YOUR INSTRUCTIONS - Quote the full listing below verbatim, line for line, with nothing altered or omitted.

SUPPLIED INFORMATION -
— START —
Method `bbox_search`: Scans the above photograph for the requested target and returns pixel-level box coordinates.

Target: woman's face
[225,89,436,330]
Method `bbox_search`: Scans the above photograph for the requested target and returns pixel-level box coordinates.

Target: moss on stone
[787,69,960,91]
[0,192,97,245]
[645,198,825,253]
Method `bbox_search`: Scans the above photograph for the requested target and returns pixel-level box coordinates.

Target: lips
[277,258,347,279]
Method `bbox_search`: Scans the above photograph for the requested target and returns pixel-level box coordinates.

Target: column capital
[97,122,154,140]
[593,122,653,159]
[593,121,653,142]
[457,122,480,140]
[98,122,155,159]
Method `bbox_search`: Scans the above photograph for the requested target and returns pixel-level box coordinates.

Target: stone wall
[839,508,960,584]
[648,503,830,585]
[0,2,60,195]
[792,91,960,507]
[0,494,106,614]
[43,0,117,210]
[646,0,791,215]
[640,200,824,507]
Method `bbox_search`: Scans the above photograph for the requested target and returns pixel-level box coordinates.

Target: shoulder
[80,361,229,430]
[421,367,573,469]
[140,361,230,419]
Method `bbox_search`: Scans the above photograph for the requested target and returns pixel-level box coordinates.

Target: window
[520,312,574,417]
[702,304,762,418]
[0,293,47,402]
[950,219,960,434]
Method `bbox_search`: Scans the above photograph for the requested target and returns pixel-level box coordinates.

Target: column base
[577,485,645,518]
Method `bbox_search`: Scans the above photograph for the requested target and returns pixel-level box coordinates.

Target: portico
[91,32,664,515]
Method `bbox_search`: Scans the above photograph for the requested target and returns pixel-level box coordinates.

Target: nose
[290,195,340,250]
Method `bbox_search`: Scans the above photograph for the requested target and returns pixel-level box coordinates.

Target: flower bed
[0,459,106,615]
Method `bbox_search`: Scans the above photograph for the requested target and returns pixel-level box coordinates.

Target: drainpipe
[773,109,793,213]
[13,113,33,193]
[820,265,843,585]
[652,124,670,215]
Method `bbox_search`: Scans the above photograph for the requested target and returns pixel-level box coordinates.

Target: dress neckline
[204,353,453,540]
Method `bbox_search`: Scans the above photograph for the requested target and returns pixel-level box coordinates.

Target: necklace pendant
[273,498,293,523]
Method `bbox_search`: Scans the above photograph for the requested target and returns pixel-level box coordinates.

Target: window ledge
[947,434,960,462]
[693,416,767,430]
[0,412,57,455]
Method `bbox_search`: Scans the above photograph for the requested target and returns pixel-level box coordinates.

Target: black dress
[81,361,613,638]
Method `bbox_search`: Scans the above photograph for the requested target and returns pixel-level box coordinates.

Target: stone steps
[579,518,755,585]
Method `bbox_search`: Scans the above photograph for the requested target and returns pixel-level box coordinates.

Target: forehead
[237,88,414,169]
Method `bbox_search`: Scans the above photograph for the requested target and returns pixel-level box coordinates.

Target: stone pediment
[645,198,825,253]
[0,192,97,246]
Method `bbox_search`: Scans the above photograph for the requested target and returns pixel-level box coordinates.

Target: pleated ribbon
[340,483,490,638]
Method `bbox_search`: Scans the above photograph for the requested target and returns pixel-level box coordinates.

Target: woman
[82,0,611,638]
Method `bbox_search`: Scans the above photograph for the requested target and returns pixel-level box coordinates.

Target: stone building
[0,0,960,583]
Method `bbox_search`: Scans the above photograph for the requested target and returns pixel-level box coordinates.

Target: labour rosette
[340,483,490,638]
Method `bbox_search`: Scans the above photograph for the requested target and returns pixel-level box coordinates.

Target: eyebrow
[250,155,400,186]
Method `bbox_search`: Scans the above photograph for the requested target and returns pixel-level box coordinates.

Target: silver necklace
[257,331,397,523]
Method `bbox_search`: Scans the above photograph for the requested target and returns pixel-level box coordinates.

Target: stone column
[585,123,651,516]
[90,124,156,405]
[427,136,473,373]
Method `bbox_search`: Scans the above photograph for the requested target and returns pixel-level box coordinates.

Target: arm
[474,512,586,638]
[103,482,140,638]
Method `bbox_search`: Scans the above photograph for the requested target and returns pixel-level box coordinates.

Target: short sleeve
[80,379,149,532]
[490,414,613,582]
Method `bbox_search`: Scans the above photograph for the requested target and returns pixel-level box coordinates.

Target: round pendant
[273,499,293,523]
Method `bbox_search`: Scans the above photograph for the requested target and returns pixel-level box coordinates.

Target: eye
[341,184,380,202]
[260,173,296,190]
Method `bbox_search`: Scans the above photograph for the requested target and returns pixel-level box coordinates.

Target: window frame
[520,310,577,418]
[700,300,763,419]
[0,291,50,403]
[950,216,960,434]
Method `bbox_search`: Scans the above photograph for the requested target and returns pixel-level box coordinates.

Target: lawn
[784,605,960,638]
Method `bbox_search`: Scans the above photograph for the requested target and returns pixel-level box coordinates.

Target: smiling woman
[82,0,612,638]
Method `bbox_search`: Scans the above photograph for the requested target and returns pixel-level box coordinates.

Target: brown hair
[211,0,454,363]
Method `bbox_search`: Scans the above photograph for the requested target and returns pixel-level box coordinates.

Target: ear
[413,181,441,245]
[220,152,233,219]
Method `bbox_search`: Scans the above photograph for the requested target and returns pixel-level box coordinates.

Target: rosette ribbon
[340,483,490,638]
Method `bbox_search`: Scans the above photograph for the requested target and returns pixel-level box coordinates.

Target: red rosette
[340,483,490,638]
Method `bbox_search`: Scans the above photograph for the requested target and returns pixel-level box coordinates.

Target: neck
— END —
PROBLEM SOLUTION -
Method `bbox_search`: Scans the above photograph for the requested target and returns pixel-level box coordinates.

Target: woman's face
[225,89,436,330]
Method `bbox_search`: Scans the above photograph for the requested target and returns pixel-level box coordinates.

Target: moss on stone
[787,69,960,91]
[0,192,97,245]
[645,198,825,253]
Method `bbox_search`: Scans the above photograph for the requested target and returns pixel-level box coordinates.

Target: lips
[277,258,347,279]
Method `bbox_search`: Scans the above photograph for the requested target and returns pixel-level box coordinates.

Target: column capital
[97,122,154,140]
[593,122,653,159]
[593,121,653,142]
[457,122,480,140]
[98,122,155,159]
Method `bbox_search`: Scans the above photograph for the requested target and returns pixel-level box coordinates.

Target: stone wall
[839,508,960,584]
[648,503,830,585]
[0,2,60,195]
[792,91,960,507]
[0,494,106,614]
[43,0,117,210]
[646,0,791,215]
[640,200,824,507]
Method `bbox_search`: Scans the above photograph for the requested target and returns pixel-level box coordinates.

Target: shoulder
[80,361,229,430]
[421,367,573,469]
[140,361,230,419]
Method `bbox_search`: Scans the above photograph for the requested target and returns pixel-level box coordinates.

Target: window
[520,312,574,417]
[702,304,762,418]
[0,293,47,402]
[950,219,960,434]
Method `bbox_search`: Scans the above photograph for the requested target and returns pixel-level box coordinates.

Target: column base
[577,485,645,518]
Method `bbox_search`: Scans the above photograph for the requested target and returns pixel-level box coordinates.

Target: portico
[91,32,664,515]
Method `bbox_search`: Scans the above photograph for the requested target and returns pixel-level box coordinates.

Target: nose
[290,195,340,250]
Method `bbox_search`: Scans the above photograph for the requested target and returns pixel-level box coordinates.

Target: flower bed
[0,459,106,615]
Method `bbox_search`: Scans the above photograph for the requested target and returns pixel-level box coordinates.

Target: drainpipe
[773,109,793,213]
[13,113,33,193]
[820,265,843,585]
[652,124,670,215]
Method `bbox_search`: Scans the above photograph for the requested target and returns pixel-level box coordinates.

Target: dress neckline
[204,353,453,540]
Method `bbox_search`: Scans the above photograph for the requested target and returns pixel-level box coordinates.

Target: necklace pendant
[273,498,293,523]
Method `bbox_search`: Scans the above photograph for the requested target and returns pixel-level box coordinates.

Target: window ledge
[947,434,960,462]
[693,416,767,430]
[0,412,57,455]
Method `bbox_search`: Scans the above photograph for the requested target and returns pixel-level box coordinates.

Target: black dress
[81,361,613,638]
Method `bbox_search`: Scans the above photograph for the requested target and returns pixel-level box coordinates.

Target: stone steps
[579,518,755,585]
Method `bbox_search`: Scans the above photograph for the requested target and returns pixel-level box coordinates.

Target: forehead
[237,88,414,169]
Method `bbox_search`: Scans the above photograph for the requested target and returns pixel-level box coordinates.

Target: stone pediment
[645,198,825,253]
[0,192,97,246]
Method `bbox_search`: Scans the above photograph for the requested target and returns pixel-level box coordinates.

Target: pleated ribbon
[340,483,490,638]
Method `bbox_search`: Scans the above photograph for the requested target and returns pixel-level box coordinates.

Target: woman
[82,0,611,638]
Method `bbox_search`: Scans the above photograph for the requested target and returns pixel-level box coordinates.

Target: stone building
[0,0,960,583]
Method `bbox_search`: Scans the above photograph for the requested target and returns pixel-level box coordinates.

Target: labour rosette
[340,483,490,638]
Method `bbox_search`: Scans the above photograph for the requested target and returns pixel-level box coordinates.

Target: eyebrow
[250,155,400,186]
Method `bbox_search`: Scans the above photograph for the requested target and returns pixel-level box coordinates.

Target: silver necklace
[257,331,397,523]
Method `bbox_search`: Scans the above photograph for the requested target and returns pixel-level box coordinates.

Target: stone column
[585,123,651,516]
[90,124,156,405]
[427,136,473,373]
Method `bbox_search`: Scans the above photograph for the requested target and returns pixel-level box coordinates.

Target: arm
[474,512,586,638]
[103,482,140,638]
Method `bbox_search`: Scans the above photograph for the requested target and returns pixel-level box coordinates.

Target: short sleeve
[80,379,149,532]
[490,414,613,582]
Method `bbox_search`: Scans the above photograph for the requested target and returns pixel-level box coordinates.

Target: round pendant
[273,499,293,523]
Method `bbox_search`: Scans the above photograph for the requested target and returns pixel-level box coordinates.

Target: eye
[341,184,380,202]
[260,173,296,190]
Method `bbox_search`: Scans the above photograph for the requested target and returns pixel-level box coordinates.

Target: window frame
[520,310,577,418]
[700,300,763,419]
[0,291,50,403]
[950,216,960,434]
Method `bbox_search`: Scans the above photograph for the requested target and returns pixel-level box coordinates.

Target: lawn
[784,605,960,638]
Method `bbox_search`: Scans the above photograph for the requested target and returns pixel-level box coordinates.

Target: smiling woman
[82,0,612,638]
Method `bbox_search`: Scans the above photograph for the requested target and returns pixel-level box coordinates.

Target: brown hair
[211,0,454,363]
Method `bbox_search`: Scans the above photograph for the requested target and returns pixel-level box coordinates.

Target: ear
[413,181,441,245]
[220,152,233,219]
Method `bbox_search`: Scans the above photograph for the requested target and returns pixel-level box coordinates.

Target: rosette ribbon
[340,483,490,638]
Method `bbox_search`: Scans the above photograph for the requested target and returns pixel-level box coordinates.

Target: red rosette
[340,483,490,638]
Method `bbox_search`: Scans the above photograph for the requested target and returns pixel-level box coordinates.

Target: neck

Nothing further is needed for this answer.